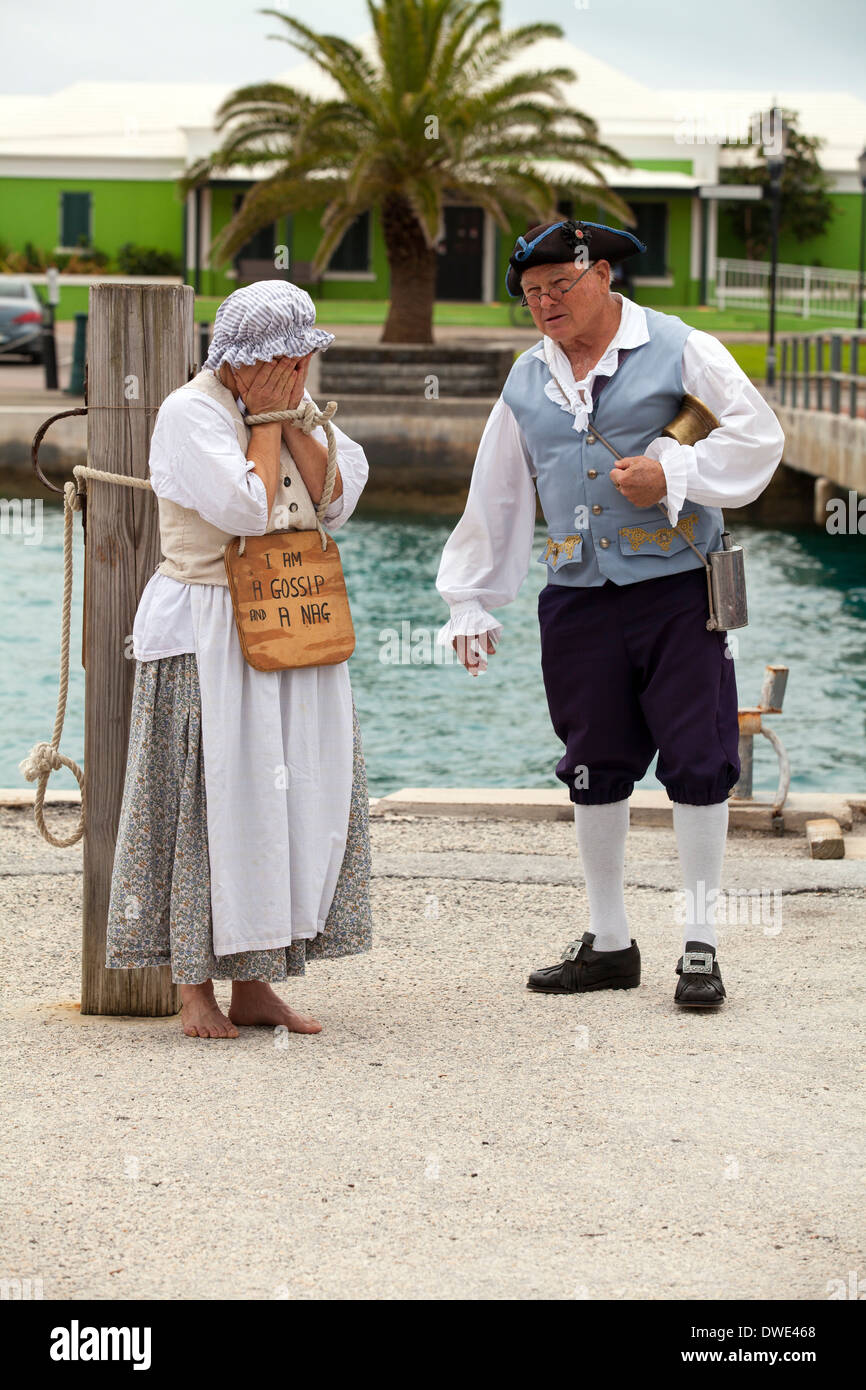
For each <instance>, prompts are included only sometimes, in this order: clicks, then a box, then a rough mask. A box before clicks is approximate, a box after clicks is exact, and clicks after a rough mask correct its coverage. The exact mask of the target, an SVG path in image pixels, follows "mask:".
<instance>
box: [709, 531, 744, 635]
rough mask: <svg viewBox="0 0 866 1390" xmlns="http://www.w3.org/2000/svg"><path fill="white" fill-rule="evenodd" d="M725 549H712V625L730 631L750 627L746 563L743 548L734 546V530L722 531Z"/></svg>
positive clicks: (711, 552)
mask: <svg viewBox="0 0 866 1390" xmlns="http://www.w3.org/2000/svg"><path fill="white" fill-rule="evenodd" d="M721 546H723V549H721V550H710V552H709V553H708V560H709V566H710V589H712V595H713V617H712V624H713V627H714V628H717V630H719V631H723V632H727V631H728V630H730V628H733V627H746V624H748V621H749V609H748V603H746V596H745V560H744V553H742V546H741V545H734V542H733V539H731V534H730V531H723V532H721Z"/></svg>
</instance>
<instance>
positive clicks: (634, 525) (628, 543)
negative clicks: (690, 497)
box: [620, 512, 698, 552]
mask: <svg viewBox="0 0 866 1390" xmlns="http://www.w3.org/2000/svg"><path fill="white" fill-rule="evenodd" d="M696 524H698V513H696V512H689V514H688V516H687V517H680V521H678V525H680V530H681V531H683V534H684V535H687V537H688V539H689V541H694V539H695V525H696ZM620 535H624V537H626V539H627V541H628V545H630V546H631V549H632V552H634V550H639V549H641V546H642V545H646V542H652V541H655V542H656V545H659V546H660V548H662V549H663V550H670V546H671V542H673V538H674V537H676V535H677V531H676V530H674V528H673V527H671V525H662V527H659V530H657V531H645V530H644V527H642V525H624V527H620Z"/></svg>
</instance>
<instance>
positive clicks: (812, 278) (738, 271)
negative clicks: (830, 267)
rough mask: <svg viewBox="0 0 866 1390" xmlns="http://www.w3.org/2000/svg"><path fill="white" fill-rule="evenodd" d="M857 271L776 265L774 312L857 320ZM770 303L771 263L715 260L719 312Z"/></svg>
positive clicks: (749, 261) (789, 265)
mask: <svg viewBox="0 0 866 1390" xmlns="http://www.w3.org/2000/svg"><path fill="white" fill-rule="evenodd" d="M858 279H859V277H858V272H856V271H855V270H824V267H823V265H777V267H776V311H777V313H780V314H798V316H799V317H801V318H809V316H810V314H817V316H822V317H830V318H834V317H835V318H856V313H858ZM769 302H770V263H769V261H744V260H742V261H741V260H727V259H719V260H717V261H716V296H714V303H716V306H717V307H719V309H733V307H735V306H737V304H751V306H767V304H769Z"/></svg>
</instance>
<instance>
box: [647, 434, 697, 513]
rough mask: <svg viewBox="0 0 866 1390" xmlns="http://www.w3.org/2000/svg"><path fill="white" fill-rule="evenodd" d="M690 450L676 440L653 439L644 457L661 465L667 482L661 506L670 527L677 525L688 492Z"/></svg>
mask: <svg viewBox="0 0 866 1390" xmlns="http://www.w3.org/2000/svg"><path fill="white" fill-rule="evenodd" d="M691 453H692V450H691V448H689V446H688V445H683V443H677V441H676V439H653V442H652V443H651V445H649V448H648V449H646V457H648V459H655V460H656V463H660V464H662V471H663V474H664V480H666V482H667V492H666V495H664V496H663V498H662V506H663V507H664V509H666V512H667V520H669V521H670V524H671V525H676V524H677V517H678V516H680V512H681V509H683V503H684V502H685V493H687V491H688V468H689V461H691Z"/></svg>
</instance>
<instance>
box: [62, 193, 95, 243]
mask: <svg viewBox="0 0 866 1390" xmlns="http://www.w3.org/2000/svg"><path fill="white" fill-rule="evenodd" d="M60 245H61V246H89V245H90V193H61V195H60Z"/></svg>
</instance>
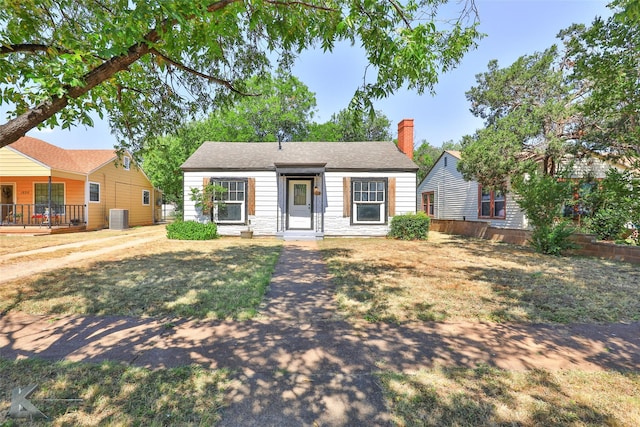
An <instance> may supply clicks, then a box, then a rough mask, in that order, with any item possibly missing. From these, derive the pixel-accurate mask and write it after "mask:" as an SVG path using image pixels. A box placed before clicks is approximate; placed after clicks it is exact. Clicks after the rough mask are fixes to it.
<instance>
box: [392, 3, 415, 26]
mask: <svg viewBox="0 0 640 427" xmlns="http://www.w3.org/2000/svg"><path fill="white" fill-rule="evenodd" d="M389 1H390V2H391V5H393V8H394V9H395V10H396V12H398V15H400V18H402V20H403V21H404V24H405V25H406V26H407V28H409V29H411V22H409V20H408V19H407V17H406V15H405V14H404V11H403V10H402V7H400V5H399V4H398V3H397V2H396V1H395V0H389Z"/></svg>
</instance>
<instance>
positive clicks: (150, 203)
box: [0, 136, 161, 232]
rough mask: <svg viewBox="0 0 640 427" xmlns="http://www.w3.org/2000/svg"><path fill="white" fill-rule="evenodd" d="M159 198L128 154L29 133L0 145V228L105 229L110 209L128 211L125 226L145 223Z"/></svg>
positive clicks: (108, 215) (144, 176) (158, 213)
mask: <svg viewBox="0 0 640 427" xmlns="http://www.w3.org/2000/svg"><path fill="white" fill-rule="evenodd" d="M160 203H161V195H160V193H159V192H158V191H156V190H155V189H154V188H153V185H152V184H151V182H150V181H149V179H148V178H147V176H146V175H145V174H144V172H143V171H142V169H140V168H139V167H138V166H137V165H136V164H135V163H134V161H133V159H132V157H131V155H130V154H129V153H126V152H125V153H124V154H123V155H122V156H121V157H120V158H119V157H118V153H117V152H116V151H115V150H66V149H63V148H60V147H57V146H55V145H52V144H49V143H47V142H45V141H42V140H40V139H36V138H32V137H29V136H26V137H22V138H20V139H19V140H18V141H16V142H14V143H13V144H10V145H8V146H6V147H3V148H0V214H1V215H2V216H1V217H0V220H1V221H2V222H1V224H2V226H1V227H0V229H3V230H2V231H5V232H6V231H9V230H8V228H9V227H5V226H22V228H26V227H27V226H38V227H40V228H42V226H43V224H44V225H47V226H48V228H49V229H51V228H52V227H53V228H78V229H86V230H96V229H101V228H107V227H109V220H110V210H111V209H122V210H126V211H128V224H125V225H126V226H130V227H131V226H139V225H150V224H153V223H155V222H157V221H158V220H159V218H160V216H159V214H160ZM49 212H51V214H50V213H49Z"/></svg>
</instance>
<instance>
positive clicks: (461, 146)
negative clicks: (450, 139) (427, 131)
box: [413, 140, 462, 182]
mask: <svg viewBox="0 0 640 427" xmlns="http://www.w3.org/2000/svg"><path fill="white" fill-rule="evenodd" d="M460 148H462V146H461V145H460V144H458V143H455V142H453V141H446V142H443V143H442V145H441V146H440V148H437V147H434V146H433V145H431V144H429V143H428V142H427V141H425V140H423V141H422V143H421V144H420V145H419V146H418V148H416V150H415V151H414V152H413V161H414V162H415V163H416V164H417V165H418V167H419V169H418V178H417V179H418V182H421V181H422V180H423V179H424V178H425V177H426V176H427V173H428V172H429V170H430V169H431V167H433V165H434V164H435V162H436V160H438V157H440V155H441V154H442V153H443V152H444V151H446V150H460Z"/></svg>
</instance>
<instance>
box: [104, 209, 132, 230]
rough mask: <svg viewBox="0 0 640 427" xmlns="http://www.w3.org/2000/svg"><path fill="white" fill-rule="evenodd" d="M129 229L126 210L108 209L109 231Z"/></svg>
mask: <svg viewBox="0 0 640 427" xmlns="http://www.w3.org/2000/svg"><path fill="white" fill-rule="evenodd" d="M127 228H129V211H128V210H126V209H109V229H110V230H125V229H127Z"/></svg>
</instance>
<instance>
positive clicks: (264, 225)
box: [184, 171, 416, 236]
mask: <svg viewBox="0 0 640 427" xmlns="http://www.w3.org/2000/svg"><path fill="white" fill-rule="evenodd" d="M212 176H220V177H238V178H255V203H256V211H255V213H256V214H255V215H250V216H249V220H250V221H251V228H252V230H253V231H254V234H255V235H275V234H276V233H277V225H278V185H277V178H276V173H275V172H268V171H264V172H228V171H207V172H185V173H184V220H185V221H189V220H195V221H199V222H207V221H209V218H208V217H207V216H203V215H201V213H200V212H197V211H196V209H195V202H193V201H192V200H191V188H202V183H203V180H204V178H209V177H212ZM344 177H351V178H363V177H375V178H395V179H396V199H395V202H396V214H398V215H399V214H405V213H415V211H416V204H415V203H416V200H415V188H416V178H415V177H416V175H415V173H411V172H394V173H389V172H327V173H325V186H326V187H325V191H326V206H325V212H324V230H325V233H324V234H325V235H326V236H384V235H386V234H387V233H388V231H389V222H390V221H391V218H389V221H388V222H387V224H382V225H351V218H350V217H344V216H343V193H342V191H343V178H344ZM314 215H315V214H314ZM246 228H247V227H246V226H243V225H219V226H218V232H219V233H220V234H221V235H230V236H238V235H239V234H240V231H241V230H246Z"/></svg>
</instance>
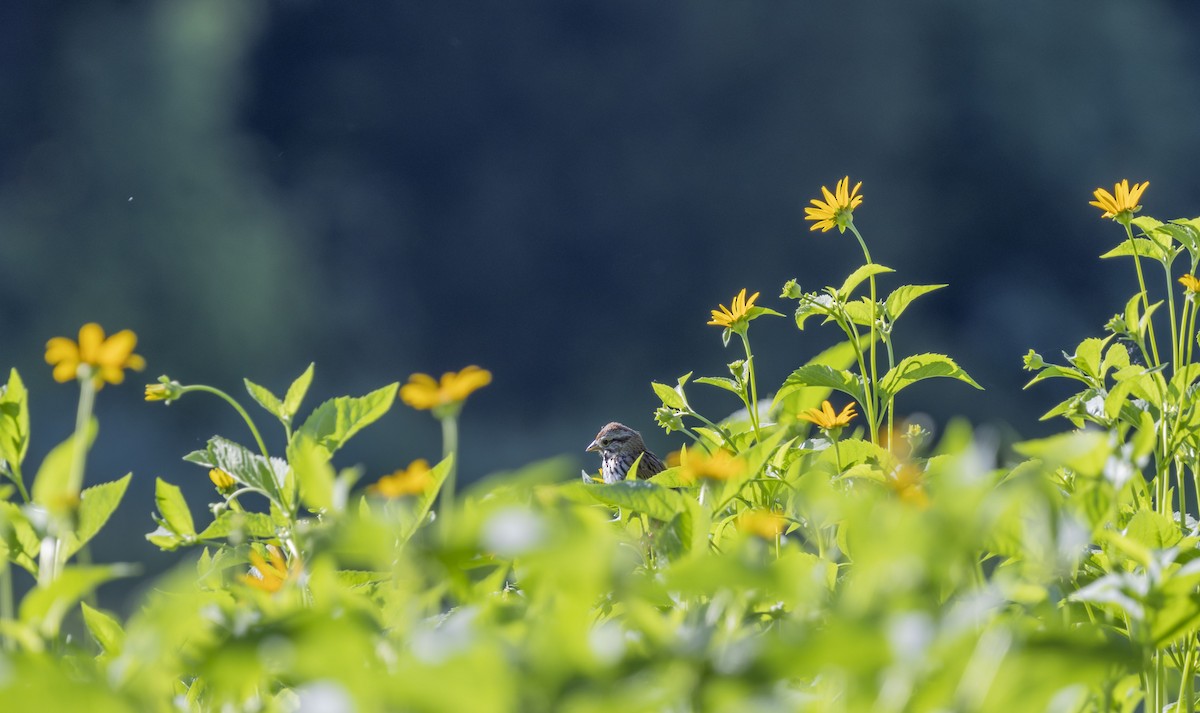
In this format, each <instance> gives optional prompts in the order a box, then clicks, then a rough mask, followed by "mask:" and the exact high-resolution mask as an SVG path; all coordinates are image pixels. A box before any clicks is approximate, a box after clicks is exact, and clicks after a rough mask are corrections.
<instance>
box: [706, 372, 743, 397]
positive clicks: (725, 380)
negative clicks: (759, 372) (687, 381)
mask: <svg viewBox="0 0 1200 713" xmlns="http://www.w3.org/2000/svg"><path fill="white" fill-rule="evenodd" d="M696 383H697V384H708V385H709V387H716V388H718V389H725V390H726V391H732V393H733V394H737V395H739V396H740V395H742V389H740V387H738V383H737V382H734V381H733V379H727V378H725V377H700V378H698V379H696Z"/></svg>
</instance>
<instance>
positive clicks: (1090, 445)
mask: <svg viewBox="0 0 1200 713" xmlns="http://www.w3.org/2000/svg"><path fill="white" fill-rule="evenodd" d="M1013 448H1014V449H1015V450H1016V453H1019V454H1021V455H1024V456H1027V457H1032V459H1039V460H1042V461H1044V462H1046V463H1050V465H1052V466H1066V467H1067V468H1070V469H1073V471H1075V472H1078V473H1080V474H1082V475H1098V474H1099V473H1100V471H1102V469H1103V468H1104V462H1105V461H1106V460H1108V457H1109V436H1108V433H1104V432H1100V431H1072V432H1069V433H1060V435H1058V436H1051V437H1049V438H1038V439H1034V441H1025V442H1022V443H1018V444H1015V445H1014V447H1013Z"/></svg>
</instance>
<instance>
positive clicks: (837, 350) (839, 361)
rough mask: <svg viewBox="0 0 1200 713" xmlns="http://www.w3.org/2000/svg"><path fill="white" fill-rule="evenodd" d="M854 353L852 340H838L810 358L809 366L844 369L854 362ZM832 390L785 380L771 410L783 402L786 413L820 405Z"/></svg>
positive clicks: (795, 412)
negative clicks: (818, 366) (816, 354)
mask: <svg viewBox="0 0 1200 713" xmlns="http://www.w3.org/2000/svg"><path fill="white" fill-rule="evenodd" d="M854 354H856V349H854V344H853V343H852V342H850V341H845V342H838V343H836V344H834V346H832V347H829V348H828V349H826V350H823V352H821V353H820V354H817V355H816V357H814V358H812V359H809V361H808V366H811V365H817V364H820V365H824V366H829V367H833V369H835V370H838V369H841V370H844V369H846V367H848V366H850V365H851V364H853V363H854ZM830 390H832V389H830V388H829V387H805V385H802V384H787V383H786V382H785V383H784V384H782V385H781V387H780V389H779V391H776V393H775V397H774V400H773V401H772V403H770V411H775V408H776V407H778V406H780V405H781V403H782V405H784V411H785V412H786V413H790V414H796V413H799V412H802V411H804V409H806V408H812V407H816V406H820V405H821V402H822V401H824V400H826V399H828V397H829V391H830Z"/></svg>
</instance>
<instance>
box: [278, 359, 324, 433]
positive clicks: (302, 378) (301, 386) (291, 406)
mask: <svg viewBox="0 0 1200 713" xmlns="http://www.w3.org/2000/svg"><path fill="white" fill-rule="evenodd" d="M314 366H316V364H310V365H308V369H306V370H304V373H302V375H300V376H299V377H296V381H294V382H292V385H290V387H288V393H287V395H284V396H283V415H284V417H287V420H288V423H292V420H293V419H295V415H296V412H298V411H300V403H302V402H304V397H305V395H306V394H308V385H310V384H312V370H313V367H314Z"/></svg>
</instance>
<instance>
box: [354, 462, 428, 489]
mask: <svg viewBox="0 0 1200 713" xmlns="http://www.w3.org/2000/svg"><path fill="white" fill-rule="evenodd" d="M431 485H433V477H432V475H431V472H430V463H428V461H426V460H425V459H418V460H415V461H413V463H412V465H410V466H408V468H401V469H400V471H396V472H395V473H392V474H390V475H384V477H383V478H380V479H379V481H378V483H376V484H373V485H368V486H367V492H370V493H372V495H378V496H383V497H385V498H398V497H403V496H410V495H421V493H424V492H425V491H427V490H428V489H430V486H431Z"/></svg>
──────
**Task to complete**. The lines above, starting at the one with "positive clicks: (711, 552)" and ending at the one with "negative clicks: (690, 497)", are the only ones to return, exactly as written.

**Written solution**.
positive clicks: (711, 552)
mask: <svg viewBox="0 0 866 1390" xmlns="http://www.w3.org/2000/svg"><path fill="white" fill-rule="evenodd" d="M721 546H723V549H721V550H710V552H709V553H708V560H709V566H710V589H712V595H713V617H712V624H713V627H714V628H717V630H719V631H723V632H727V631H728V630H730V628H733V627H746V624H748V621H749V609H748V603H746V596H745V560H744V553H742V546H741V545H734V542H733V539H731V534H730V531H723V532H721Z"/></svg>
</instance>
<instance>
positive clicks: (634, 525) (628, 543)
negative clicks: (690, 497)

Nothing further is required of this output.